Activity:
Looking at the records below, count how many lines contain the string "Audit". Give that number alone.

Recorded data:
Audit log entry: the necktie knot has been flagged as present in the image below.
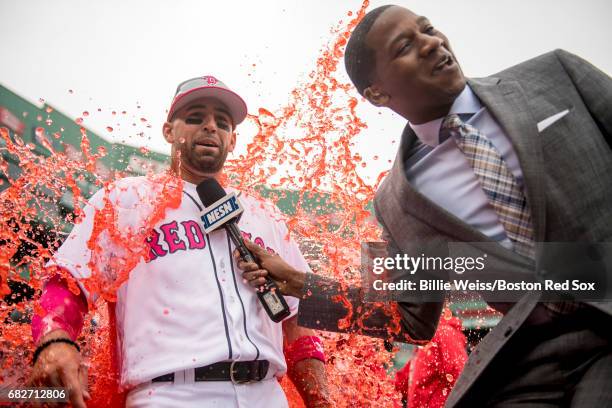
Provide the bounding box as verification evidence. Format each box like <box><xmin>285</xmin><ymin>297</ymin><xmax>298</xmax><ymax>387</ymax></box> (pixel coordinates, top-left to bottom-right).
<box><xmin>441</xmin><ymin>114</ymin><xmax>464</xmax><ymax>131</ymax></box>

==

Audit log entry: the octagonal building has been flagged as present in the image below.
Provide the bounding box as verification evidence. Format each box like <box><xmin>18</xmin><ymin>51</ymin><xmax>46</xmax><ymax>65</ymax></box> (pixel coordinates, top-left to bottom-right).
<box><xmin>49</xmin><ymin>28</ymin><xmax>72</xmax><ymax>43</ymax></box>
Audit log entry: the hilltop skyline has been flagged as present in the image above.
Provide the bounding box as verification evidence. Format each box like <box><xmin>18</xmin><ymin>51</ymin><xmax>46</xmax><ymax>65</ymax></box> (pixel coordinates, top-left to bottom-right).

Written solution:
3